Short exercise: In the forum thread about preaching, what does the post say a good father does not do every time he speaks to his children?

====== Document section ======

I thought the messages come from the lord and were revealed through the preacher?  I've always thought the message should go to where the spirit leads the preacher, so I'm not sure how or why anyone would have an issue with what was being preached unless they felt the messages were coming from man and not the Lord.   Anybody would get tired of hearing brimstone messages every week and also hearing a yall are so great message every week is just as bad. Another way to look at it is  a good father does not jump on his children every time he speaks to them but has to and needs to sometimes. A message does not have to be pat on the back or brimstone to be beneficial, sometimes the best messages are neither one.  Sorry if this sounds rude it's not meant to be.


----------



## Ronnie T (Jan 19, 2011)

1lineman said:


> I thought the messages come from the lord and were revealed through the preacher?  I've always thought the message should go to where the spirit leads the preacher, so I'm not sure how or why anyone would have an issue with what was being preached unless they felt the messages were coming from man and not the Lord.   Anybody would get tired of hearing brimstone messages every week and also hearing a yall are so great message every week is just as bad. Another way to look at it is  a good father does not jump on his children every time he speaks to them but has to and needs to sometimes. A message does not have to be pat on the back or brimstone to be beneficial, sometimes the best messages are neither one.  Sorry if this sounds rude it's not meant to be.

====== Dataset content ======

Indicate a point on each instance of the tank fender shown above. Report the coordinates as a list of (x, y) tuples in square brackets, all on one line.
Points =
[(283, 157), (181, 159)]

======

Output for this exercise: He does not jump on them every time he speaks to them.